◆ WORK REQUIRED
Beginning with the line where "of the open" appears, repeat every remaining line of the entries exactly, the last line included.

-- START DATASET ENTRIES --

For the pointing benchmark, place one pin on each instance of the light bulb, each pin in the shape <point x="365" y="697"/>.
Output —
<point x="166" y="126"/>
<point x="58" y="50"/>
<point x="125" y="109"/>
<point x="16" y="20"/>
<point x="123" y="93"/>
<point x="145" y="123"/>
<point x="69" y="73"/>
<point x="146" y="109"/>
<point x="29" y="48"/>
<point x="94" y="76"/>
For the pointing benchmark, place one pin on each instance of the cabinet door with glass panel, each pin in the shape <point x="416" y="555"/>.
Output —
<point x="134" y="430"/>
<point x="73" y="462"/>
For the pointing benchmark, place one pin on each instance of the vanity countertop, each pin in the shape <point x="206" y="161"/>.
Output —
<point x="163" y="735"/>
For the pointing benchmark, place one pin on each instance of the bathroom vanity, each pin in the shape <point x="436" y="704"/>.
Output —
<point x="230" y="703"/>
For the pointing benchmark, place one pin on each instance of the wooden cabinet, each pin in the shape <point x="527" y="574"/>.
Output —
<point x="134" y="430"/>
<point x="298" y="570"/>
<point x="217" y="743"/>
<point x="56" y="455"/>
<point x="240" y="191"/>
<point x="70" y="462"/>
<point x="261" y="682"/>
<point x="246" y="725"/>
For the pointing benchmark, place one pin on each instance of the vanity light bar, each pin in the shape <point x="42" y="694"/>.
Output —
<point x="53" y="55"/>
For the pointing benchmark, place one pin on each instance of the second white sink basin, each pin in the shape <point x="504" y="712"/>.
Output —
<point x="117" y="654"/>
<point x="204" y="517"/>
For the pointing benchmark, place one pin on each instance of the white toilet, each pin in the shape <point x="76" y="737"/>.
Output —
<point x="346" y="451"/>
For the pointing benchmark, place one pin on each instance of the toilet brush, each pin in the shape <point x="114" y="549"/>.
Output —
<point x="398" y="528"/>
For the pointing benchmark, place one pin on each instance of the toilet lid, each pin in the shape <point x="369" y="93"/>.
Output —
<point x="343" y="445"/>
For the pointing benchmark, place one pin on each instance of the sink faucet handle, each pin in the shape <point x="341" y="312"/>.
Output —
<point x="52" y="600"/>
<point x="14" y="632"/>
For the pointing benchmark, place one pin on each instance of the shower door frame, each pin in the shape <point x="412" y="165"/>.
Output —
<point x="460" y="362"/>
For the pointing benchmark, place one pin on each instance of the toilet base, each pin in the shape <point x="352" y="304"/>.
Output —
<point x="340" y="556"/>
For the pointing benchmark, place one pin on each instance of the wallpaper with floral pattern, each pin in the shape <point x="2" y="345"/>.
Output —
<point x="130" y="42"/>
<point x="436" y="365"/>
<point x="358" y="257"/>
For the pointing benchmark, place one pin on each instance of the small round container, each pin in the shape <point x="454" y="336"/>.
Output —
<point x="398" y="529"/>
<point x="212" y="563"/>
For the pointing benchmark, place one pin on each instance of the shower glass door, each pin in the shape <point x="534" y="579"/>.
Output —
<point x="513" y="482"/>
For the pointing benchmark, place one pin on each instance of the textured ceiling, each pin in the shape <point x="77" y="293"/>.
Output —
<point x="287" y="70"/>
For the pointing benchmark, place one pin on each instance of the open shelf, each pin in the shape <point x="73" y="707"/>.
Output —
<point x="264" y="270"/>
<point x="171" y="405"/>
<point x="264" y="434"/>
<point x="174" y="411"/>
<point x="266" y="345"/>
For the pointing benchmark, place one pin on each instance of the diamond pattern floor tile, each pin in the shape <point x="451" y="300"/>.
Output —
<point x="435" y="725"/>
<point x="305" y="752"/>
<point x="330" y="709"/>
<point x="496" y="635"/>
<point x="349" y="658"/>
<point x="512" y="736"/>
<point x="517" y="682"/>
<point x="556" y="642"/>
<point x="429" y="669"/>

-- END DATASET ENTRIES --

◆ IN RESPONSE
For the pointing benchmark, place one pin on each instance of the open shelf, each pin in the shape <point x="73" y="707"/>.
Output —
<point x="264" y="270"/>
<point x="171" y="405"/>
<point x="264" y="434"/>
<point x="174" y="411"/>
<point x="266" y="345"/>
For the pointing benchmark, place one pin on each instance of the diamond pattern floor tile, each pin in the shape <point x="451" y="300"/>.
Output —
<point x="435" y="725"/>
<point x="305" y="752"/>
<point x="330" y="709"/>
<point x="496" y="635"/>
<point x="349" y="658"/>
<point x="512" y="736"/>
<point x="517" y="682"/>
<point x="556" y="642"/>
<point x="429" y="669"/>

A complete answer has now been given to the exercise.